## DATA FOR THE TASK
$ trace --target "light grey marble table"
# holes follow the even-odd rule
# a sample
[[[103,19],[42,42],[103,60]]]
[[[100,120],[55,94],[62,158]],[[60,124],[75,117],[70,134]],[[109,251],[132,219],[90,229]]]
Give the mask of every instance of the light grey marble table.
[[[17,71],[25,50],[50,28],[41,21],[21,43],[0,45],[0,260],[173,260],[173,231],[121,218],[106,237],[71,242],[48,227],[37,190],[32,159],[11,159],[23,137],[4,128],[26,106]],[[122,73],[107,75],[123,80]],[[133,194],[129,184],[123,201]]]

## WHAT THIS TASK INVOLVES
Reproduce every entry above without a single alteration.

## EXERCISE RESPONSE
$ trace --target "light grey marble table"
# holes follow the even-odd rule
# a sample
[[[103,19],[42,42],[103,60]]]
[[[100,120],[55,94],[62,158]],[[60,124],[75,117],[70,134]],[[109,251],[132,219],[90,229]]]
Give the mask of every instance of the light grey marble table.
[[[17,71],[25,50],[50,28],[41,21],[21,43],[0,45],[0,260],[173,260],[173,231],[121,218],[106,237],[71,242],[48,227],[37,190],[32,159],[11,159],[23,137],[4,128],[26,106]],[[122,73],[107,75],[123,80]],[[133,194],[129,184],[123,201]]]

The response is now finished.